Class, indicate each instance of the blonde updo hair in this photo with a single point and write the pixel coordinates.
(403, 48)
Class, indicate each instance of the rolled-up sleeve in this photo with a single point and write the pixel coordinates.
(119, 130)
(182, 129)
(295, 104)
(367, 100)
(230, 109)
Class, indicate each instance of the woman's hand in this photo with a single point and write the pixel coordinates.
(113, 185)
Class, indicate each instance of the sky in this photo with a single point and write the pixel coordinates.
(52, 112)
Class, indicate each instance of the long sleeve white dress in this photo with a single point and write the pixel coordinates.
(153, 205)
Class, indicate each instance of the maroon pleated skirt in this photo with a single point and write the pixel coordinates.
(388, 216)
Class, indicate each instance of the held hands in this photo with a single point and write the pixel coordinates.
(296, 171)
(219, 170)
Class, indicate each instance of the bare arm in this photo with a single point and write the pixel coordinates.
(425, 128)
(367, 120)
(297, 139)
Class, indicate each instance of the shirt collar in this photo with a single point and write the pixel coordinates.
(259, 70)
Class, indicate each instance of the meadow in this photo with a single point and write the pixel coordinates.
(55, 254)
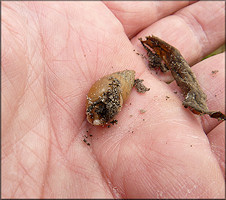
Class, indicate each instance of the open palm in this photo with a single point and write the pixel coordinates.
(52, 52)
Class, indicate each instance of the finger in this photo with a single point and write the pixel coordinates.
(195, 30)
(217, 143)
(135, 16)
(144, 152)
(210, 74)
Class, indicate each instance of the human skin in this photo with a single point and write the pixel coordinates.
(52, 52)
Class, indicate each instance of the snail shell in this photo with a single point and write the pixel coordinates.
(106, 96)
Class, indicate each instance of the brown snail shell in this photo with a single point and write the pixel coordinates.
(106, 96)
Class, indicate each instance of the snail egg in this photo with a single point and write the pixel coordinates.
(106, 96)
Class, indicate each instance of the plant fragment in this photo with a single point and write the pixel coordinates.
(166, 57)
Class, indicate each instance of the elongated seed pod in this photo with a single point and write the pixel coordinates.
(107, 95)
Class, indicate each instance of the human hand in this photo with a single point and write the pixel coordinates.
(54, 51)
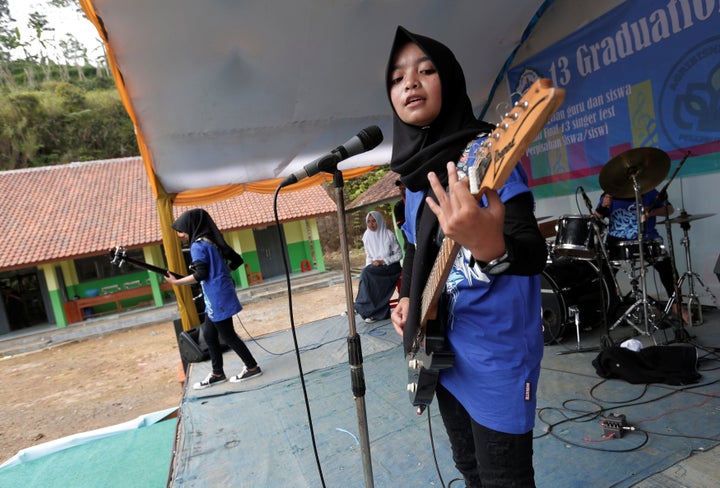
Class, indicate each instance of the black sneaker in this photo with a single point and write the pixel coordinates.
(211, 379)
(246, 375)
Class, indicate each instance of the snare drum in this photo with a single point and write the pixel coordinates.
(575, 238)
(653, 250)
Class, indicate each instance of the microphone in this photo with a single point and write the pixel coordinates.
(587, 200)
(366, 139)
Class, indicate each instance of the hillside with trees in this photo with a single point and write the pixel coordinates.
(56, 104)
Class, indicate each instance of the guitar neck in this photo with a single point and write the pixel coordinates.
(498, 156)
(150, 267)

==

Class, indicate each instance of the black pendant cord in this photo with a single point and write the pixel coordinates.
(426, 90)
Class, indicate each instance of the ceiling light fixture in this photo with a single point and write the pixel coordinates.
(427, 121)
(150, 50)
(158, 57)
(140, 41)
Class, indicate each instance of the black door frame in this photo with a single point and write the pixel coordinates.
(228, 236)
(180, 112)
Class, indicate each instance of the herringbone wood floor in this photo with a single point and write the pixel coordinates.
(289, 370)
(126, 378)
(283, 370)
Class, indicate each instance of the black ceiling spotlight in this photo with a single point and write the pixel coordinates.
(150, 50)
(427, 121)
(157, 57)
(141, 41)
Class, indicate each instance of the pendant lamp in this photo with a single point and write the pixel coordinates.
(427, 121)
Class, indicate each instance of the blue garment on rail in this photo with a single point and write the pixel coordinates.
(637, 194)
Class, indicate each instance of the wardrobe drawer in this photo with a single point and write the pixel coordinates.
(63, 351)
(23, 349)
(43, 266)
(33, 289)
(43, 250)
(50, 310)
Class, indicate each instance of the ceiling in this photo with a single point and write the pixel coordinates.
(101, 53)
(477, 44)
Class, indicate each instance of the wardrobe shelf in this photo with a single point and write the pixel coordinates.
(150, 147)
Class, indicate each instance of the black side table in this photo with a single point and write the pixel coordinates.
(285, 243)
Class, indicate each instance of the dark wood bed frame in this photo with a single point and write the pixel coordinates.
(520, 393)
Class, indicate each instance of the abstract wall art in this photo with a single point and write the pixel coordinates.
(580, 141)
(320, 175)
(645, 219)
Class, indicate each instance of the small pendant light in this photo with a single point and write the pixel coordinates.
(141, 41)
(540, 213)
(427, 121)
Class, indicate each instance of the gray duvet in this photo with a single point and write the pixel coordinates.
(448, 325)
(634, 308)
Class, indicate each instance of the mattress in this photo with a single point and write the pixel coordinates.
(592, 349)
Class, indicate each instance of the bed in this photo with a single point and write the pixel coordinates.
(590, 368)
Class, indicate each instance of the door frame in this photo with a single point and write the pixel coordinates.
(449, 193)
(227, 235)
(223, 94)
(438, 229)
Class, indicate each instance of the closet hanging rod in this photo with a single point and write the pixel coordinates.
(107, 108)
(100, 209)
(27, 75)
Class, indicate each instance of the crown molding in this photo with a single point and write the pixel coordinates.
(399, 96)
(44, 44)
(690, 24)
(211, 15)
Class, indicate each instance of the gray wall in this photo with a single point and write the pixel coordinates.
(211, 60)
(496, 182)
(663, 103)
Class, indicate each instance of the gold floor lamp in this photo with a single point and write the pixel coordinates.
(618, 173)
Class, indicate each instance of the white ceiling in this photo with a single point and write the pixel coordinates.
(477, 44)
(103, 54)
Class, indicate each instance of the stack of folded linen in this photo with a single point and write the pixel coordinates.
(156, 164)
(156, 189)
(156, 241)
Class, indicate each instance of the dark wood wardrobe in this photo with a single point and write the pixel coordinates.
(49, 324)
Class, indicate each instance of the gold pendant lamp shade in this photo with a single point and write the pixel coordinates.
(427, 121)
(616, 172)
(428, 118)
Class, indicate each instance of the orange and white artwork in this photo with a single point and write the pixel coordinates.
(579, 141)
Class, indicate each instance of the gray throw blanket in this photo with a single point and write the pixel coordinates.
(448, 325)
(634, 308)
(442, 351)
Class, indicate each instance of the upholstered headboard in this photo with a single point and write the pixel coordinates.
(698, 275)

* Description of the task:
Return every line of the data above that contains the word "snail".

* Solution to the exercise:
Class, indicate each instance of the snail shell in this photo with a single point and write the pixel coordinates.
Class, indicate each instance of the brown snail shell in this photo with a single point and write the pixel coordinates.
Class, indicate each instance of the snail egg in this photo with a single point and write the pixel coordinates.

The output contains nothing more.